* Begin *

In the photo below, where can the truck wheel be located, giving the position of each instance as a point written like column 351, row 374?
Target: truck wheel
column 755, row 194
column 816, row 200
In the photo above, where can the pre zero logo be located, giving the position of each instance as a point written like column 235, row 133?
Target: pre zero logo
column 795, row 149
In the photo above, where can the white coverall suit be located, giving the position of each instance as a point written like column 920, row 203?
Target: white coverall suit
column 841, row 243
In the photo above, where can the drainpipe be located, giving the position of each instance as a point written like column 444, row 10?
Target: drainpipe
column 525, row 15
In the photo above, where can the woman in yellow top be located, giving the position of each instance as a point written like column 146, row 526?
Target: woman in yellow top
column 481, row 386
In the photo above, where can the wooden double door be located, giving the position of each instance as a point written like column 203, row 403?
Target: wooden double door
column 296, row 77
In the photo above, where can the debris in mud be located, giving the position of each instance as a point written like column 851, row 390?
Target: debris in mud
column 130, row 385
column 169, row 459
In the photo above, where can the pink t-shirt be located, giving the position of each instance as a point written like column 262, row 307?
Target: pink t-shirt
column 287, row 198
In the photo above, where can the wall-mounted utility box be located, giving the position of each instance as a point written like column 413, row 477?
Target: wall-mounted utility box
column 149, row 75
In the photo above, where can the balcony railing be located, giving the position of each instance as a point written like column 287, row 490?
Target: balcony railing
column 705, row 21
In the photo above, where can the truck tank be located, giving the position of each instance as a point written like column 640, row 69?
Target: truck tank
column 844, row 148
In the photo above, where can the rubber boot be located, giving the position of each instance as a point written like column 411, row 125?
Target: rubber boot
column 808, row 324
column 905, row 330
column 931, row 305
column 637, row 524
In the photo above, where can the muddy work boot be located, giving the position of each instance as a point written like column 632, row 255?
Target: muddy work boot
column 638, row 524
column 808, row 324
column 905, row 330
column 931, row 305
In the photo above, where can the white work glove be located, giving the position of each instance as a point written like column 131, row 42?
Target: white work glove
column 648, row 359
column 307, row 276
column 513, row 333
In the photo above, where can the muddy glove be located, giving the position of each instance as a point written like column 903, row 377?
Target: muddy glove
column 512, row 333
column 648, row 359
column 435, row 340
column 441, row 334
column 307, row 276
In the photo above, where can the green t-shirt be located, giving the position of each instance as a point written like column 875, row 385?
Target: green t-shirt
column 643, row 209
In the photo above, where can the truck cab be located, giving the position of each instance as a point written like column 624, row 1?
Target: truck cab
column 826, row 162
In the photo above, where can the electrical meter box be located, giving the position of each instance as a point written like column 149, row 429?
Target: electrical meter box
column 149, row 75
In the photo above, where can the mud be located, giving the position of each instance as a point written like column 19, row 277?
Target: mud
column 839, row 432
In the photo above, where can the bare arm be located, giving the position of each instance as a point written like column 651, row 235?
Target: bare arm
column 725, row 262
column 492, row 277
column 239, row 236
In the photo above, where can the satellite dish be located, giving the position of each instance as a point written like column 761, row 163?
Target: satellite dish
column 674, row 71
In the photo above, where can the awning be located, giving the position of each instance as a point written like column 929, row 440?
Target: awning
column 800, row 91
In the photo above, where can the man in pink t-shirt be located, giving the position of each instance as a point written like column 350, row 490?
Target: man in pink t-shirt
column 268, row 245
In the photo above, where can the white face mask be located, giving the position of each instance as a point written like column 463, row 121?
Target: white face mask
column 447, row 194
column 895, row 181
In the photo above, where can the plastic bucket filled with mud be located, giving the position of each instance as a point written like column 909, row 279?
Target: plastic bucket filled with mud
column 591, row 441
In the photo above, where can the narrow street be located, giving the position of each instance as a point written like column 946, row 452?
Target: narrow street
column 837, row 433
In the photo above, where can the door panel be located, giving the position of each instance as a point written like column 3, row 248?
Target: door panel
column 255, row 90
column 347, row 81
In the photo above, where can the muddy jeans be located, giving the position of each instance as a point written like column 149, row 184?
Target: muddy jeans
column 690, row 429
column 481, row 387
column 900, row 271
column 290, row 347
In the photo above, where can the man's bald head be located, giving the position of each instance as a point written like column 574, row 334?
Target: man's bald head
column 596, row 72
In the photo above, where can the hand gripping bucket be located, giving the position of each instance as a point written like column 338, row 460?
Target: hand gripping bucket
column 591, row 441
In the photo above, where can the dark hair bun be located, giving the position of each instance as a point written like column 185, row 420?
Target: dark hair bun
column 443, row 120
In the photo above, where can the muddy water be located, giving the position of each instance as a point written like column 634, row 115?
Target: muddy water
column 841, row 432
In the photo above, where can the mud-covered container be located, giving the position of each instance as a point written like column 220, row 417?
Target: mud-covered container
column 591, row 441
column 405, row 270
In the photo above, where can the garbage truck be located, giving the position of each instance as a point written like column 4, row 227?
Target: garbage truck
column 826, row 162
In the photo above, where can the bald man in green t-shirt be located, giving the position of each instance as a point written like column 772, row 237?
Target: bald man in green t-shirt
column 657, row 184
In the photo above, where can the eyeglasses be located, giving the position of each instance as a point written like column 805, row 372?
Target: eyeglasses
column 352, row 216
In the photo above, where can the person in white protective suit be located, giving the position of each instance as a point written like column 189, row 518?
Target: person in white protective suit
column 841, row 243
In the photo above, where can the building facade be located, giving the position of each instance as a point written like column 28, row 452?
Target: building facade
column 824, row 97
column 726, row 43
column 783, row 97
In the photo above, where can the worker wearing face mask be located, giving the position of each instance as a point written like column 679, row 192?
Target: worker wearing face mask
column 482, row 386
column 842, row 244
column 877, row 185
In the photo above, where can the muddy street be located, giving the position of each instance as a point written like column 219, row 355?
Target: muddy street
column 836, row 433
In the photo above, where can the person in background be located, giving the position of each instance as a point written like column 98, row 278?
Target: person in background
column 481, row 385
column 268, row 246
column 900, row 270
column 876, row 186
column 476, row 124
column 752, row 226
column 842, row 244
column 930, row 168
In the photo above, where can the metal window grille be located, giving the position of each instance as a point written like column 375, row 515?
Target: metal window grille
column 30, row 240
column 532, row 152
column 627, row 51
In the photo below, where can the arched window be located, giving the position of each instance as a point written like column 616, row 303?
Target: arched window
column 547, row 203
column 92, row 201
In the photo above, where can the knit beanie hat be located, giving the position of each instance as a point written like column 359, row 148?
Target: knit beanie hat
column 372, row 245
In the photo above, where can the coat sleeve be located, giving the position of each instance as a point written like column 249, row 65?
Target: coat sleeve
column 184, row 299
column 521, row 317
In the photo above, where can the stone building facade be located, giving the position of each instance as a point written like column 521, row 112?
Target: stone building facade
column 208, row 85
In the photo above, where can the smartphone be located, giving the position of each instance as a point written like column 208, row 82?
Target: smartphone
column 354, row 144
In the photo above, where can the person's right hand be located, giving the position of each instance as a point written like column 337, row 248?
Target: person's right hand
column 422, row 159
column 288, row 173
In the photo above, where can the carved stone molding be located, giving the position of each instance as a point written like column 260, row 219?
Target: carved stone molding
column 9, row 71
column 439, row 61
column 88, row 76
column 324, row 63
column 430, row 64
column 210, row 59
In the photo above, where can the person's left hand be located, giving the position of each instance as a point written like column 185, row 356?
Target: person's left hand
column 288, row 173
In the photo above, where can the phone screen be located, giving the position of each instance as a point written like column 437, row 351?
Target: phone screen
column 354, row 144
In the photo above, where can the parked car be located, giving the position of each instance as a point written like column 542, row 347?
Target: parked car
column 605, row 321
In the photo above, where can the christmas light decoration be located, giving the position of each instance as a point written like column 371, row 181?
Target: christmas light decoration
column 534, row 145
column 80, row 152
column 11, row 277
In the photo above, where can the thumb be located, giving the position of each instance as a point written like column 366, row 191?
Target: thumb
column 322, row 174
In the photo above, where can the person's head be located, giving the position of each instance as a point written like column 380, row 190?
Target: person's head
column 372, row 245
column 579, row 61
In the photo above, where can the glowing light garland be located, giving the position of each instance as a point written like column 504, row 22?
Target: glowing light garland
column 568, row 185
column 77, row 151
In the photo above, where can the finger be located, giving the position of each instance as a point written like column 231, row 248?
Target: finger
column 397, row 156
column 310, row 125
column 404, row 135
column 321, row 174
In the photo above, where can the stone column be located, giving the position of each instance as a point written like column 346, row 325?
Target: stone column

* End *

WRITTEN PROBLEM ::
Please copy the entries verbatim, starting at the line that contains "In the photo above, where can the wall-mounted" and ending after the line that contains "column 705, row 21".

REPLY ::
In the photo above, where can the wall-mounted utility box be located, giving the position of each instance as a point written like column 413, row 477?
Target: wall-mounted utility box
column 149, row 75
In the photo above, where can the balcony railing be located, giving the position of each instance as a point written like column 287, row 490?
Target: balcony railing
column 705, row 21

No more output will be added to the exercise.